DOCUMENT SECTION
_ _ _

Dominik Florian Brunner (born 18 May 1959 in Stuttgart, died 12 September 2009 in Munich) was a German businessman. He was the CFO of Erlus AG, Germany’s largest roof tile manufacturer, and died in a fight which resulted from Brunner trying to protect a group of school children from attacks by teenagers.

==Biography==
Brunner was born to a family of entrepreneurs. His father, Oscar Brunner, was the finance manager of one of Germany's largest roof tile manufacturers, Erlus AG. After receiving his Abitur in Landshut, Brunner studied law at LMU Munich and worked in office positions in San Francisco and Paris. He followed in his father's footsteps when he took a leading position at Erlus AG. His fields of responsibility included finance, organization, personnel, law and purchases.

In the 1990s, Brunner trained in kickboxing at Boxclub Straubing, but gave up the hobby after he noticed more and more young men arriving at the club to learn how to beat others.

==Death==
On 12 September 2009, four school children were being threatened on a Munich S-Bahn train by two older teenagers, Markus Schiller and Sebastian Leibinger, who tried to rob and mug them. When Brunner and the young teens arrived at München Solln station, Brunner was punched and kicked over 20 times. He eventually died on-site due to a pre-existing heart condition.

_ _ _

WHAT TO WORK ON
1. In the text on Dominik Brunner:
(a) Of which company was Brunner the CFO?
(b) At which club did Brunner train in kickboxing during the 1990s?
(c) At which station did Brunner and the young teens arrive when he was attacked?
2. Can you reproduce the stretch of the text on Dominik Brunner from "In the 1990s, Brunner" through "pre-existing heart condition.", word for word?

(Extracted records)

_ _ _

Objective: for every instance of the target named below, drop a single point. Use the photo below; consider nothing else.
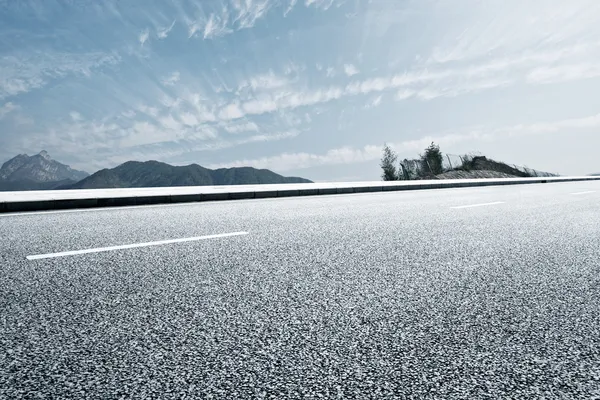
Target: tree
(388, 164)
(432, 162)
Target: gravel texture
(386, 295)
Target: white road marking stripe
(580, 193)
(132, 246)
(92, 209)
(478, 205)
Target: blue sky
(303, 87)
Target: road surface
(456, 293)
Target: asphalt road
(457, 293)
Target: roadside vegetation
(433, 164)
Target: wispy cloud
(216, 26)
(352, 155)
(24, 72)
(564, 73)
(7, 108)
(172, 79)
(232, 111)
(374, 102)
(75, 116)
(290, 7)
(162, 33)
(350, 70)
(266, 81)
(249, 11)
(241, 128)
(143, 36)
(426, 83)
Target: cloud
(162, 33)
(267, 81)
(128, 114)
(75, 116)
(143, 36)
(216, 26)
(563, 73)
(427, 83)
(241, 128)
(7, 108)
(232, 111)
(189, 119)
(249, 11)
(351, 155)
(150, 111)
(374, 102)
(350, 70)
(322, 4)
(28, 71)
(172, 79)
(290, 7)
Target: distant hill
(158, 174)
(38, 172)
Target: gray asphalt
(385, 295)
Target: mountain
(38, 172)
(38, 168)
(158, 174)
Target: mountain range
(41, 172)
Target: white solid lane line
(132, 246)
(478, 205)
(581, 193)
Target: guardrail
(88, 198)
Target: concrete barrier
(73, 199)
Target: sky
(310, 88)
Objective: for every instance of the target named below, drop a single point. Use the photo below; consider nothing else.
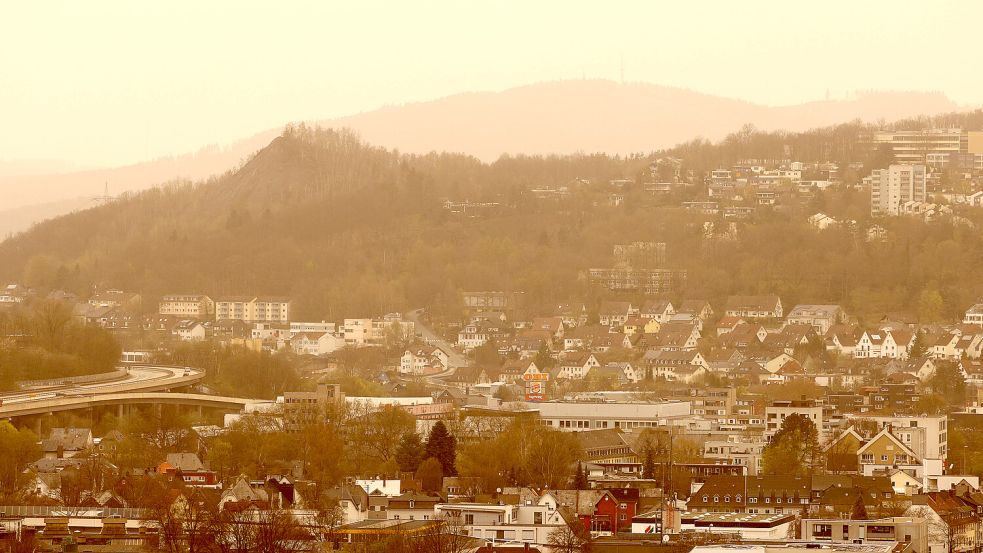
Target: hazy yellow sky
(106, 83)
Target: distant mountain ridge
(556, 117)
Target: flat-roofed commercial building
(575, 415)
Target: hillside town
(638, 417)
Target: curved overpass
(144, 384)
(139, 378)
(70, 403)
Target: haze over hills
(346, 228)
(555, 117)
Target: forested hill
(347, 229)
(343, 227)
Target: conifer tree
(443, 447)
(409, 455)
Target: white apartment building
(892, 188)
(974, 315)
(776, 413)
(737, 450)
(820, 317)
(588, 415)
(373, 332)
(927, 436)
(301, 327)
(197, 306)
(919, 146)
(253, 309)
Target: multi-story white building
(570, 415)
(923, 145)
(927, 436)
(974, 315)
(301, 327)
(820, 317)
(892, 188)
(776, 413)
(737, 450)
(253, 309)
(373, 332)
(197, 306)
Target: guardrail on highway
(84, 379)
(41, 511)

_ _ _

SOLVED PROBLEMS
1.
(a) Erlus AG
(b) Boxclub Straubing
(c) München Solln station

2.
In the 1990s, Brunner trained in kickboxing at Boxclub Straubing, but gave up the hobby after he noticed more and more young men arriving at the club to learn how to beat others.

==Death==
On 12 September 2009, four school children were being threatened on a Munich S-Bahn train by two older teenagers, Markus Schiller and Sebastian Leibinger, who tried to rob and mug them. When Brunner and the young teens arrived at München Solln station, Brunner was punched and kicked over 20 times. He eventually died on-site due to a pre-existing heart condition.